Modifica il passo del testo su ItsArt da "ItsArt, Netflix e" a "della scorsa primavera." e riscrivilo mettendo "responsabile del dicastero" al posto di "ministro".

* Testo da analizzare *

◇ ◇ ◇ ◇

ItsArt, Netflix e i fichi secchi
È stata recentemente annunciata dalla stampa la nascita della nuova società “ItsArt”, ossia la famosa “Netflix della cultura” di cui il ministro Franceschini ha parlato ampiamente sin dai primi decreti della scorsa primavera.
Pochi giorni fa il sito Key4Biz ha pubblicato un’accurata analisi (https://www.key4biz.it/si-chiamera-itsart-svelato-il-nome-della-netflix-italiana-della-cultura/338417/) a cura di Angelo Zacconte Teodosi, Presidente di IsICult (Istituto italiano per l’Industria Culturale) che mostra la presenza di diverse ombre sulla vicenda e sull’intero progetto. Per riassumere: poco prima di Natale 2020, è stata costituita una società, denominata ItsArt, tra Cassa Depositi e Prestiti e la piattaforma di distribuzione Chili. Il primo dubbio è su che base si sia scelta questa società, visto che è stata designata dal ministero per assegnazione diretta e non tramite bando o gara d’appalto, come prassi vorrebbe in presenza di un committente pubblico. Ma andiamo con ordine, senza pregiudizi, e valutiamo la situazione.
Parlare di una “Netflix della cultura”, oasi redditizia di fruizione di contenuti artistici, è certamente bello, ma tra il dire e il fare c’è di mezzo il mare, specie in un ambito come questo. L’idea di poter replicare, con contenuti diversi, il successo di una struttura come Netflix (e i suoi milioni di clienti paganti) è sicuramente attraente; ma la storia è piena di idee geniali vincenti seguite da tentativi di imitazione completamente fallimentari. Perchè un progetto funzioni, infatti, non basta l’idea: serve conoscere il mercato, posizionarsi in modo univoco, stimare la risposta, pianificare e sperare che non intervengano fattori imprevisti, come un concorrente imprevisto o una variazione tecnologica.

◇ ◇ ◇ ◇

* Dati forniti *
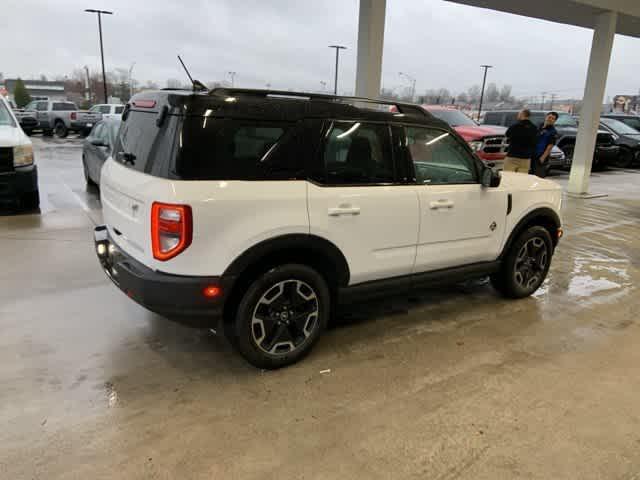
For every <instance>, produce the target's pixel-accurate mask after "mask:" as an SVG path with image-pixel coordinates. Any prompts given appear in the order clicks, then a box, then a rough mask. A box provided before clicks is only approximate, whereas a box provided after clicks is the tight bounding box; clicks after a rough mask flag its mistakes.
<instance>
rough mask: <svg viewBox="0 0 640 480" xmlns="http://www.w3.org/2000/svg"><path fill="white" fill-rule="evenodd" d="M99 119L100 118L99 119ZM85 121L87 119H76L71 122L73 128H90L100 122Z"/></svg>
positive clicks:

◇ ◇ ◇ ◇

* Esercizio svolto *
ItsArt, Netflix e i fichi secchi
È stata recentemente annunciata dalla stampa la nascita della nuova società “ItsArt”, ossia la famosa “Netflix della cultura” di cui il responsabile del dicastero Franceschini ha parlato ampiamente sin dai primi decreti della scorsa primavera.